Tips to make going to confession seem less intimidating
Let’s face it, there are plenty of us who could stand to go to confession more often. And we have a duty to receive the sacrament of Penance and Reconciliation.
According to the Church’s command, “after having attained the age of discretion, each of the faithful is bound by an obligation faithfully to confess serious sins at least once a year.” Anyone who is aware of having committed a mortal sin must not receive Holy Communion, even if he experiences deep contrition, without having first received sacramental absolution, unless he has a grave reason for receiving Communion and there is no possibility of going to confession. Children must go to the sacrament of Penance before receiving Holy Communion for the first time. (Catechism of the Catholic Church, 1457)
Confession is the means by which we acknowledge our own failures in living up to the commandments of the Lord.
The confession (or disclosure) of sins, even from a simply human point of view, frees us and facilitates our reconciliation with others. Through such an admission man looks squarely at the sins he is guilty of, takes responsibility for them, and thereby opens himself again to God and to the communion of the Church in order to make a new future possible. (CCC, 1455)

= Supplied records =

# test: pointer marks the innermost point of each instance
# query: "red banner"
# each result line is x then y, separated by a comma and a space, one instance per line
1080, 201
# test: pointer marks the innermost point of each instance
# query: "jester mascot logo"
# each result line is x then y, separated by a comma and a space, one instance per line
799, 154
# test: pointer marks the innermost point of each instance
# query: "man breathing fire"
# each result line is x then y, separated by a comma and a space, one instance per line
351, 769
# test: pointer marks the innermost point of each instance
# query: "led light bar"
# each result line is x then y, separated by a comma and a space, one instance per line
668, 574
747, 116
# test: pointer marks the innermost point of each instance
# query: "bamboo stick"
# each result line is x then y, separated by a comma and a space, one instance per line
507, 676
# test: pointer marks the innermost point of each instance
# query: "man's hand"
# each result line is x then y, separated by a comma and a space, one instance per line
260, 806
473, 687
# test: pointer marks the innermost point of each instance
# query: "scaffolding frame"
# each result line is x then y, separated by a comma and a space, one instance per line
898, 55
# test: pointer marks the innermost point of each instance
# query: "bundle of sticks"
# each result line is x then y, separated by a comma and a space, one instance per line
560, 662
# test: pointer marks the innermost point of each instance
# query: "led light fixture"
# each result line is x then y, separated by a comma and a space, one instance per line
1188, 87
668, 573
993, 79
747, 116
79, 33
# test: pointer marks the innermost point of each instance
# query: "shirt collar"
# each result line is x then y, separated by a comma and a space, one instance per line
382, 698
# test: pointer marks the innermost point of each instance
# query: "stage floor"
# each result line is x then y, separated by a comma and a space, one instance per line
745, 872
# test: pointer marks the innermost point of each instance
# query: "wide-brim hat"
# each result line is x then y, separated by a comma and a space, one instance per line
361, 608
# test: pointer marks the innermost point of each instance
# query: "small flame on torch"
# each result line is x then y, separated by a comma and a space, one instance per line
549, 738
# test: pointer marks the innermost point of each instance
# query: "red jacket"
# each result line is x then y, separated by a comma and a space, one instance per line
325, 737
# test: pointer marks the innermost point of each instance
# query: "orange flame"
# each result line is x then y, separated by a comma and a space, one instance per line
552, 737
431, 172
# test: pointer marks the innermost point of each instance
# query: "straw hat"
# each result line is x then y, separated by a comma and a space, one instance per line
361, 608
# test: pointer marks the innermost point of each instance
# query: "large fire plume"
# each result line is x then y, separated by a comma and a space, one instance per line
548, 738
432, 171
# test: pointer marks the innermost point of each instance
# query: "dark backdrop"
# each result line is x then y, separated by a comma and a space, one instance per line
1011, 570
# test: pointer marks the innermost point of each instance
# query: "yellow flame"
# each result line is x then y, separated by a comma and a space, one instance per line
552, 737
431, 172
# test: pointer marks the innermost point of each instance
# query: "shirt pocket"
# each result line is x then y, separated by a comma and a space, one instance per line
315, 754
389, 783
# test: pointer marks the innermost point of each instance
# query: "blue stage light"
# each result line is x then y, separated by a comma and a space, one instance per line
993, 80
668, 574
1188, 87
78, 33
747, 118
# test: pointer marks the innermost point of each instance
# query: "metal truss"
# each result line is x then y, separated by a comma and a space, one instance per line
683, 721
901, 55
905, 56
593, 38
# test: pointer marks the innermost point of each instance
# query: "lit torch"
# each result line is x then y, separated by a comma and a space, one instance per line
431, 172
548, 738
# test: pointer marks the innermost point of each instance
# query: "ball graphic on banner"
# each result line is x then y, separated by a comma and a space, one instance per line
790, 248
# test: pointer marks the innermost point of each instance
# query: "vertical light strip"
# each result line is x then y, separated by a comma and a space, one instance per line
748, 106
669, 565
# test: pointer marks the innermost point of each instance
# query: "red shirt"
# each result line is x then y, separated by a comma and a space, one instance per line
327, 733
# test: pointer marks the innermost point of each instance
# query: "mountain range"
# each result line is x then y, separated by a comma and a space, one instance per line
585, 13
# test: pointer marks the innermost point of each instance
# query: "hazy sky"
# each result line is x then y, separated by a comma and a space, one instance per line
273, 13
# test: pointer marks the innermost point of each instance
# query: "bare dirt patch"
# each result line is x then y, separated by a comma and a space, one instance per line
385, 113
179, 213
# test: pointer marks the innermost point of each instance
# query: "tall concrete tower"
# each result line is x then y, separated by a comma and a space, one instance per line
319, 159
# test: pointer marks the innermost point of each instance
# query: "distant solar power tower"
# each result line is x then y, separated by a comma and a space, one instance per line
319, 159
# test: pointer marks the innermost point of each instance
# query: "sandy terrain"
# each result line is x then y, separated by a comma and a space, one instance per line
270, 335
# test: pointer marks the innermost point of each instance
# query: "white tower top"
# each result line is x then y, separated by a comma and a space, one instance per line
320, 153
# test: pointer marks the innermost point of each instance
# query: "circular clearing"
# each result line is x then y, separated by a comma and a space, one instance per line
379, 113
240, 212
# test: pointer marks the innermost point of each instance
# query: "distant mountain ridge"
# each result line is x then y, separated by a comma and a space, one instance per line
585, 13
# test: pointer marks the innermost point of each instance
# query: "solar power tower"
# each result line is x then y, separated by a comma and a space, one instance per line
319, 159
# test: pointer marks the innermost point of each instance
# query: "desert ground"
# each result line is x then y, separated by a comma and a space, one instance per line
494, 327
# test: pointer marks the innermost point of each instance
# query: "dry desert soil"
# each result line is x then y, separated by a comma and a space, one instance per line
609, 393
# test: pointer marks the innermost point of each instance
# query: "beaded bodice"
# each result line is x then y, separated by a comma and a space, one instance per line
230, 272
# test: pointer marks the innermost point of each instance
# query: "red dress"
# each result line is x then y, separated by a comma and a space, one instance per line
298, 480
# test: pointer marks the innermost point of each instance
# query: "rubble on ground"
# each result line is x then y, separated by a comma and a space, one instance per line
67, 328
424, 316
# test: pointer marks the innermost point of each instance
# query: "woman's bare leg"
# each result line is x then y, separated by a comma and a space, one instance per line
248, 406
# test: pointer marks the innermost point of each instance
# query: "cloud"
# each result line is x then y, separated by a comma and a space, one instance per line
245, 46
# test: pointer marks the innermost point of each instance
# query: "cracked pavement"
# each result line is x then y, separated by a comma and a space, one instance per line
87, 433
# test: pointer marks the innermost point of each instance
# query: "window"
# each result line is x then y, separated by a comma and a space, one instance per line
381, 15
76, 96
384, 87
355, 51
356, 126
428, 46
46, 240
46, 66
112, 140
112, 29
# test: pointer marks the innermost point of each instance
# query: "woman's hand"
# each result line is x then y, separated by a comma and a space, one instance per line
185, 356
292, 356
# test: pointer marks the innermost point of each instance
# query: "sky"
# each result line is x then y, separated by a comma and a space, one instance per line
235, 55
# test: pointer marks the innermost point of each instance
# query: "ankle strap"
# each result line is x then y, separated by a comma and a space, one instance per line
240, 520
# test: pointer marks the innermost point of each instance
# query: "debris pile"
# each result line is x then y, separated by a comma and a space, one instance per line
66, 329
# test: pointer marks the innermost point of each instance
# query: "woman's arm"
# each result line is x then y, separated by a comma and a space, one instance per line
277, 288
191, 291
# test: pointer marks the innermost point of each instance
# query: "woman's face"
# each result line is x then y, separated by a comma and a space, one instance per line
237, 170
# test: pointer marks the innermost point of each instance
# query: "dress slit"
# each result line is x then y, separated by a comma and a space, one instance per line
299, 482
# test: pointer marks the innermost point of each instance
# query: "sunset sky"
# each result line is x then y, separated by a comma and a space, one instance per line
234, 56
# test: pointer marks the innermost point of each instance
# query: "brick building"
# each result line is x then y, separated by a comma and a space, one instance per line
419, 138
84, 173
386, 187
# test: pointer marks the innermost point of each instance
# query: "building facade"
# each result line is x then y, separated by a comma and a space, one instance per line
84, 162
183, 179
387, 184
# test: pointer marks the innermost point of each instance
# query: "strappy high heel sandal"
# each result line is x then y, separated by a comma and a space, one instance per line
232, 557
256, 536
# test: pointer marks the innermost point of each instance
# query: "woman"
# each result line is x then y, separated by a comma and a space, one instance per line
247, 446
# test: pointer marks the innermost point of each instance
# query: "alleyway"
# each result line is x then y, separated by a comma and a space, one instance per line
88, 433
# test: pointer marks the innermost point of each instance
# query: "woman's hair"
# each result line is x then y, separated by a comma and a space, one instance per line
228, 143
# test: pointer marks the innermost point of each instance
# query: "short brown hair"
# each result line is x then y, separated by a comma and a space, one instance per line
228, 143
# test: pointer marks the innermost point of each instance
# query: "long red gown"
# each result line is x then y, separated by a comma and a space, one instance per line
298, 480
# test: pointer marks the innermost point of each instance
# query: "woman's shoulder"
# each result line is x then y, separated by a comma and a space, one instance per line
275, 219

= Challenge 1 =
Quote the article on confession word for word, everything from "Tips to make" down to "Penance and Reconciliation.".
= Challenge 2 =
According to the Church's command quoted in the article on confession, how often must the faithful confess serious sins?
= Challenge 3 =
Carry on the article on confession from the point where it stops.

= Right answer 1 =
Tips to make going to confession seem less intimidating
Let’s face it, there are plenty of us who could stand to go to confession more often. And we have a duty to receive the sacrament of Penance and Reconciliation.

= Right answer 2 =
At least once a year.

= Right answer 3 =
Here are some tips based on personal experience to receiving God’s mercy through the sacrament.
Confession does not operate around your personal schedule. It’s a fact of life that in many modern parishes, especially in rural or suburban communities, that parishes do not offer confession at times which may be best for everyone. Saturday afternoons for a half-hour before vigil Masses may be the only times available during the week. Much like Mass times, confessions times won’t bend to our personal preference. It may be tempting to use non-aligned schedules as an excuse to pass confession by for another week, but eventually you’ve just got to buck up and go.
You can be discrete, but don’t hold back. It’s good to feel awkward when in confession. That means you know that you’ve committed sin. That said, some of the things we’ve done can be rather embarrassing, both to ourselves and others. (I’ve certainly had my share.) If you find certain intimate details too embarrassing, it’s fine to spare the priest the nitty-gritty of things. Nonetheless, always be sure in some way to accurately convey your sin, so that the priest can readily understand what it is you are seeking absolution for.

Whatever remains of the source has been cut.